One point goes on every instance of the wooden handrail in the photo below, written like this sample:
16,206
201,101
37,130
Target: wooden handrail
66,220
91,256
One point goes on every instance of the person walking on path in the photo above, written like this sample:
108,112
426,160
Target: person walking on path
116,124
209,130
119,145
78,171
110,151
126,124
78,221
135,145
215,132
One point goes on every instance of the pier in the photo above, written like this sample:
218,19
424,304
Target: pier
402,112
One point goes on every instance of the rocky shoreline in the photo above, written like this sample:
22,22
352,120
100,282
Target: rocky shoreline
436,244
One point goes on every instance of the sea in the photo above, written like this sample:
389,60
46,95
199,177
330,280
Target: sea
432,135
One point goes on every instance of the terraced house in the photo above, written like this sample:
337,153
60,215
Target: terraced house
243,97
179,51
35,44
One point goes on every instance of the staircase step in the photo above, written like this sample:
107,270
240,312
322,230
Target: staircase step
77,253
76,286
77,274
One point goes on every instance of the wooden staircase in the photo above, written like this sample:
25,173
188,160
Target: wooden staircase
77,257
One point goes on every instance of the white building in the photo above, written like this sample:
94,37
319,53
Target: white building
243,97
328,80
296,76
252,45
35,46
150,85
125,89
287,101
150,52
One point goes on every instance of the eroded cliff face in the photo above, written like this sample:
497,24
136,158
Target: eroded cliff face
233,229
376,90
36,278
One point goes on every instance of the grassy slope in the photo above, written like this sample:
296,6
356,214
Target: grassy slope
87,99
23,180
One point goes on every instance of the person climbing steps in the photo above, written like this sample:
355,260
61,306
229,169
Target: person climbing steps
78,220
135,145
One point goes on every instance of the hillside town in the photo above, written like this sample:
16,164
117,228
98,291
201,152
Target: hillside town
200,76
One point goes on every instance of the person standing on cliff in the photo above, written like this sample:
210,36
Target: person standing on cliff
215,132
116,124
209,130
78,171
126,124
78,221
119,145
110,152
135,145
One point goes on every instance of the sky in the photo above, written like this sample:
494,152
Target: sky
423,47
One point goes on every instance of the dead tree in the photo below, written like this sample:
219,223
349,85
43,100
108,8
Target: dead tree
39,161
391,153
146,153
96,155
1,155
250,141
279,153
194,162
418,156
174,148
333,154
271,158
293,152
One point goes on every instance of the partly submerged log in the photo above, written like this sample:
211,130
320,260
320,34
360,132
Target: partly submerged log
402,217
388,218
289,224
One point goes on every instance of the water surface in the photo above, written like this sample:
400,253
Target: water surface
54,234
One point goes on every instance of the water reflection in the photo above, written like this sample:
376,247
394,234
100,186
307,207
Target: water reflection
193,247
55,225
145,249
═══
* Work task
Exact reproduction of the whole material is the required answer.

* Output of the exercise
One point goes on every instance of the wooden handrail in the photo below, written like this sample:
16,206
201,101
37,130
Target: wooden handrail
66,220
91,256
One point goes on every instance of the person walking on path in the photo above, written like this sample:
108,112
426,160
Target: person walking on path
116,124
209,130
119,145
78,171
110,151
126,124
78,221
135,145
215,132
One point goes on every instance of the pier in the photo above, written like this sample:
218,19
424,304
Target: pier
402,112
One point goes on every instance of the rocky shoreline in the photo above, written like this sample:
22,22
352,120
100,282
Target: rocky shoreline
436,244
One point goes on every instance of the sea in the photo above, written like this sample:
389,60
46,95
199,177
330,280
Target: sea
432,135
One point goes on every instance of the terraced house in the photo above, written like this sample:
337,153
60,215
Target: terraced house
243,97
179,51
35,44
One point goes on every instance of the staircase step in the photo above, written like this sample:
107,270
240,312
322,230
Target: staircase step
77,253
76,286
77,274
One point goes on every instance of the wooden staircase in the photo above, written like this sample:
25,173
188,160
Target: wooden staircase
77,257
One point goes on every instance of the white building in the photo above, written like this sample:
94,37
319,53
Target: white building
243,97
328,80
296,76
252,45
35,46
150,85
125,89
287,101
150,52
One point goes on every instance of the eroded cliff face in the photo above, written like this sample:
497,24
136,158
Target: eroded cliff face
233,229
376,90
36,278
One point goes on every instance of the grassy slope in the photo above, written like this sample:
296,6
356,214
Target: grassy slope
87,99
23,180
One point goes on every instance of the person climbing steps in the photo above, written like this sample:
355,260
61,306
229,169
Target: person climbing steps
78,220
135,145
One point goes on every instance of the hillside town in the photo above, written like this sample:
16,164
117,228
98,291
201,152
Target: hillside town
200,76
One point goes on every instance of the person standing on cliff in the photo above, written like this sample:
210,36
Target: person standing on cliff
215,132
116,124
209,130
78,171
126,124
78,221
119,145
110,152
135,145
One point goes on every instance of the sky in the photo above, written like this sample:
494,152
Target: sky
423,47
One point goes on every instance of the dead tree in the photo below, written like this sample:
219,223
349,85
43,100
108,8
Target: dead tree
39,161
391,153
146,153
96,155
1,155
250,141
279,153
194,162
418,156
174,148
333,154
271,158
293,152
One point goes on every instance of the partly submerged log in the photo above, written like this sample:
211,130
320,260
320,34
360,132
Target: partly submerged log
402,217
388,218
289,224
One point goes on every instance of the water surface in the photo above, written like this sample:
400,253
Target: water surface
54,234
One point goes on every instance of the water reflection in the photo above, written like this sample:
376,247
394,234
100,186
307,207
Target: water reflection
193,247
55,225
145,249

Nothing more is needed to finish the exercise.